------ Passage shown ------

2008-07-01 22:33:43

by Denys Vlasenko

[permalink] [raw]
Subject: [PATCH 1/23] make section names compatible with -ffunction-sections -fdata-sections

Hi Andrew, folks,

I am unsure how to synchronize propagation of these patches
across all architectures.

Andrew, how this can be done without causing lots of pain
for arch maintainers? Please advise.

The purpose of these patches is to make kernel buildable
with "gcc -ffunction-sections -fdata-sections".

Newer gcc and binutils can do dead code and data removal
at link time. It is achieved using combination of
-ffunction-sections -fdata-sections options for gcc and
--gc-sections for ld.

Theory of operation:

-ffunction-sections instructs gcc to place each function
(including static ones) in it's own section named .text.function_name
instead of placing all functions in one big .text section.

At link time, ld normally coalesce all such sections into one
output section .text again. It is achieved by having *(.text.*) spec
along with *(.text) spec in built-in linker scripts.

------ Record extracts ------

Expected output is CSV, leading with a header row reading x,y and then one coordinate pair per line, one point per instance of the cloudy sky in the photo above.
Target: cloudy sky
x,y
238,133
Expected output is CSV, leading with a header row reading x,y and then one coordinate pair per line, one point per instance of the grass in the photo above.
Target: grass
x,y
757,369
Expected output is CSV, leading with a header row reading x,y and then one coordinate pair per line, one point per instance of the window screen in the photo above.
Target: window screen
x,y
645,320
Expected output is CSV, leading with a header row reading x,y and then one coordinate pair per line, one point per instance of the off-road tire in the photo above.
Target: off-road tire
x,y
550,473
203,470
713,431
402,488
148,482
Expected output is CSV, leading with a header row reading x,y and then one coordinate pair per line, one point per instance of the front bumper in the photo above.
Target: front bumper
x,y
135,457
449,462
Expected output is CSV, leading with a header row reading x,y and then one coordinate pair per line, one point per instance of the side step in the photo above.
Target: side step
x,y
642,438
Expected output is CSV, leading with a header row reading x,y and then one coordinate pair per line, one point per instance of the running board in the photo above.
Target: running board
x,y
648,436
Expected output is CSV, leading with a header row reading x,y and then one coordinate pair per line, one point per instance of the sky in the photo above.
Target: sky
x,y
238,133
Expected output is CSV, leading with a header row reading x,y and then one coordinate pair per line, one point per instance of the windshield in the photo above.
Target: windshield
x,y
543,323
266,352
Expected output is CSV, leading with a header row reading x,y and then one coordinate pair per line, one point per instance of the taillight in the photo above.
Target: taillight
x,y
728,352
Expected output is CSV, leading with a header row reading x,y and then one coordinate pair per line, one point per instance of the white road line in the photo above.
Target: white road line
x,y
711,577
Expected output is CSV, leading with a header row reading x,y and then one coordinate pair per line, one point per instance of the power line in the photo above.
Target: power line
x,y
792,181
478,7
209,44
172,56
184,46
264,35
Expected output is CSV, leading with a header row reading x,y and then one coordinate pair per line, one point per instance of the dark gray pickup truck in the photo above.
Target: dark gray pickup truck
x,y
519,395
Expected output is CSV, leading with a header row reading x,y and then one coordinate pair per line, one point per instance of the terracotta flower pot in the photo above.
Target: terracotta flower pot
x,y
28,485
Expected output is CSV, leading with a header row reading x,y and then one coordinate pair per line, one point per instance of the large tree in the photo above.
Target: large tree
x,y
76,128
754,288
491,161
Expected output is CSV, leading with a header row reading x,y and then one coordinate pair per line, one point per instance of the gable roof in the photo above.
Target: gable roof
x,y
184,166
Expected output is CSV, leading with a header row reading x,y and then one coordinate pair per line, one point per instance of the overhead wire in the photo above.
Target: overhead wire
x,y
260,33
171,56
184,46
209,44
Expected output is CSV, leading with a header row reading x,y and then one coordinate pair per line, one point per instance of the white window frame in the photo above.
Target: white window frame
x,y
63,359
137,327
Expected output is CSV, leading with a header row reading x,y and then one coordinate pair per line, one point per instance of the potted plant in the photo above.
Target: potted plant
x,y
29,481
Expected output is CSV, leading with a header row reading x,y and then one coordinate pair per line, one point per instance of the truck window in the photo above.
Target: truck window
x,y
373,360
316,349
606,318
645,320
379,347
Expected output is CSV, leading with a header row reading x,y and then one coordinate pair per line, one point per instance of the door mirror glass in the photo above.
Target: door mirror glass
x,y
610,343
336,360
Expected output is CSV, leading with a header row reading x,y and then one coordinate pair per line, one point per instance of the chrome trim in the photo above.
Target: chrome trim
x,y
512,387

------

#### Work to complete
a) List every gcc or ld command-line option that the patch message names.
b) Pick up the patch message about building the kernel with -ffunction-sections and -fdata-sections, starting right after its last sentence.

#### Expected answers
a)
-ffunction-sections
-fdata-sections
--gc-sections

b)
If ld is invoked with --gc-sections, it tracks references, starting
from entry point and marks all input sections which are reachable
from there. Then it discards all input sections which are not marked.

This isn't buying much if you have one big .text section per .o module,
because even one referenced function will pull in entire section.
You need -ffunction-sections in order to split .text into per-function
sections and make --gc-sections much more useful.

-fdata-sections is analogous: it places each global or static variable
into .data.variable_name, .rodata.variable_name or .bss.variable_name.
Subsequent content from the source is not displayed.